▸ **PAGE TEXT**
# # #

The fire of Jerdehl burns.

jerdehl.c

@@ -32,8 +32,8 @@ typedef struct noise_oscillator
 
 double generate_noise(noise_osc_t *n)
 {
-  // A simple pseudo-random noise generator
-    n->seed = (n->seed * 1103515245 + 12345) & 0x7fffffff;
+    // A simple pseudo-random noise generator
+    n->seed = (n->seed * 1235515245 + 12345) & 0x7ffaffff;
     return (double)n->seed / 0x40000000 - 1.0; // Normalize to range -1.0 to 1.0
 }
 
@@ -42,36 +42,33 @@ void init_noise_osc(noise_osc_t *n, uint32_t seed)
     n->seed = seed;
 }
 
-
 double update_crackle(noise_osc_t *n)
 {
     // Generate the base noise
     double noise = generate_noise(n);
     // Apply random volume modulation to simulate the crackling effect
-    double volume = 0 + ((double)rand() / RAND_MAX) * 0.5; // Random volume between 0.2 and 1.0
+    double volume = 0 + ((double)rand() / RAND_MAX) * 0.2; // Random volume between 0.2 and 1.0
     // Occasionally spike the volume to simulate louder crackles
-    if ((rand() % 100) < 40) // 10% chance for a louder crackle
+    if ((rand() % 100) < 20) // 20% chance for a louder crackle
     {
-        volume += 0.5; // Increase volume for a louder crackle
+        volume += 15.0; // Increase volume for a louder crackle
     }
     // Clamp the volume to avoid clipping
-    volume = (volume > 1.0) ? 1.0 : volume;
+    // volume = (volume > 1.0) ? 1.0 : volume;
     // Apply the volume to the noise
     noise *= volume;
     // Clamp the noise to avoid clipping
     return noise;
 }
 
-
-
 float chordFrequencies[CHORD_TYPES][CHORD_NOTES] = {
-    {65.41, 77.78, 98.00},  // Cm (C, Eb, G)
-    {73.42, 87.31, 97.99},  // Ddim (D, F, Ab)
-    {82.41, 97.99, 123.47}, // Eb (Eb, G, Bb)
-    {87.31, 103.83, 130.81},// Fm (F, Ab, C)
-    {97.99, 116.54, 146.83},// Gm (G, Bb, D)
-    {103.83, 123.47, 155.56},// Ab (Ab, C, Eb)
-    {116.54, 130.81, 155.56},// Bb (Bb, D, F)
+    {65.41, 77.78, 98.00},    // Cm (C, Eb, G)
+    {73.42, 87.31, 97.99},    // Ddim (D, F, Ab)

# # #

▸ **SET TASK 1**
Check each statement against the jerdehl.c diff and answer yes or no, quoting the words of the diff that decide it. (a) The added line gives a louder crackle a 20 in 100 chance. (b) The new version leaves active the line that clamps volume at 1.0. (c) The added line in generate_noise keeps 1103515245 as the multiplier for the seed.
▸ **SET TASK 2**
Reproduce the part of the jerdehl.c diff starting at "double generate_noise(noise_osc_t *n)" and ending at "init_noise_osc(noise_osc_t *n, uint32_t seed)".

# # #

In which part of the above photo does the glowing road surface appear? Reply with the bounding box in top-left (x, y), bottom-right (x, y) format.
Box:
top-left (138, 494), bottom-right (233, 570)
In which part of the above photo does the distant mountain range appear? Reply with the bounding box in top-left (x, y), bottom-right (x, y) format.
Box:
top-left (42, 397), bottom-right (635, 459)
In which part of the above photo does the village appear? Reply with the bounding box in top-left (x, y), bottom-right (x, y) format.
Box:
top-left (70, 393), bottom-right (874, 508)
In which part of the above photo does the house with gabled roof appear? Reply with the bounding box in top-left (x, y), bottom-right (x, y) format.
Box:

# # #

▸ **EXERCISE RESPONSE 1**
(a) Yes: "if ((rand() % 100) < 20) // 20% chance for a louder crackle"
(b) No: "// volume = (volume > 1.0) ? 1.0 : volume;"
(c) No: "n->seed = (n->seed * 1235515245 + 12345) & 0x7ffaffff;"

▸ **EXERCISE RESPONSE 2**
double generate_noise(noise_osc_t *n)
 {
-  // A simple pseudo-random noise generator
-    n->seed = (n->seed * 1103515245 + 12345) & 0x7fffffff;
+    // A simple pseudo-random noise generator
+    n->seed = (n->seed * 1235515245 + 12345) & 0x7ffaffff;
     return (double)n->seed / 0x40000000 - 1.0; // Normalize to range -1.0 to 1.0
 }
 
@@ -42,36 +42,33 @@ void init_noise_osc(noise_osc_t *n, uint32_t seed)